May 20, 2019 By Greg Effrein 5 min read

You may have noticed the new Apps widget on the IBM Cloud dashboard—but is your widget sadly underpopulated?

Are you interested in knowing more about apps? Let’s explain more as we create a cloud-native Node.js app from scratch.

 Apps are a logical way to group all the cloud resources that make up a deployed instance. Apps can include source code (either downloaded or linked from a git repo), services (and corresponding credentials), deployments (Cloud Foundry, Kubernetes, or Virtual Server), and DevOps toolchains (including continuous delivery pipelines and service/tool integrations used to continuously deliver code).

Creating an app

To understand a bit more about apps, let’s create one now. Click Create an app from the App widget in the IBM Cloud dashboard.

▶ _Record extracts_:
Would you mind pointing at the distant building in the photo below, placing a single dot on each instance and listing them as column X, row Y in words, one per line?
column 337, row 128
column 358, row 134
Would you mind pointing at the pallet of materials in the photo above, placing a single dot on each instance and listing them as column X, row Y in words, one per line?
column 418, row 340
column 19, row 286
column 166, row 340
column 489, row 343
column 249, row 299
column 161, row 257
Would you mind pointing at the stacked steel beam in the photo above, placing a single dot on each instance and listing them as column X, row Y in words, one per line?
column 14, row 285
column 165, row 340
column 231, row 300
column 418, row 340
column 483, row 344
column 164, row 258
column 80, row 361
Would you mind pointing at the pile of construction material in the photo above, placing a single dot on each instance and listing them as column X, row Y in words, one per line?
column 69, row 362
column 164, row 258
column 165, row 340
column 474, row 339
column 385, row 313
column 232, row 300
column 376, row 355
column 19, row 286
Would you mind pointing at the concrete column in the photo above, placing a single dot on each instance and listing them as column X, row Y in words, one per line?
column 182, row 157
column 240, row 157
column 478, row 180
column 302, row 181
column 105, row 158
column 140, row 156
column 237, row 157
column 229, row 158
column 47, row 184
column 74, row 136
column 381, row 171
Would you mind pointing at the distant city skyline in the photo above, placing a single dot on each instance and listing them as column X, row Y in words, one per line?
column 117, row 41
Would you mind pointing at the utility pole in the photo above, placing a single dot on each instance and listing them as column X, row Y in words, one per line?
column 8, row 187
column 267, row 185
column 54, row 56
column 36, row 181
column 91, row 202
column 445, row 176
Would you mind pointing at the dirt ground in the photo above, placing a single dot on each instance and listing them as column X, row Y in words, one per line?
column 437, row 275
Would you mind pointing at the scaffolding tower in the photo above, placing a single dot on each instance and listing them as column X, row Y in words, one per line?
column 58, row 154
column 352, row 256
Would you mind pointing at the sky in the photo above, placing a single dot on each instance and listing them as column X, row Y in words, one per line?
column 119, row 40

▶ _Written tasks_:
A: Reproduce verbatim the portion of the IBM Cloud apps article that begins at the words "Apps are a logical" and stops after "continuously deliver code).".
B: According to the IBM Cloud apps article, what kind of app is created from scratch?
C: List every type of deployment that the IBM Cloud apps article says an app can include.
This material has no connection to the IBM Cloud apps article.

▶ _Completed exercise_:
A:
Apps are a logical way to group all the cloud resources that make up a deployed instance. Apps can include source code (either downloaded or linked from a git repo), services (and corresponding credentials), deployments (Cloud Foundry, Kubernetes, or Virtual Server), and DevOps toolchains (including continuous delivery pipelines and service/tool integrations used to continuously deliver code).

B: A cloud-native Node.js app.

C:
- Cloud Foundry
- Kubernetes
- Virtual Server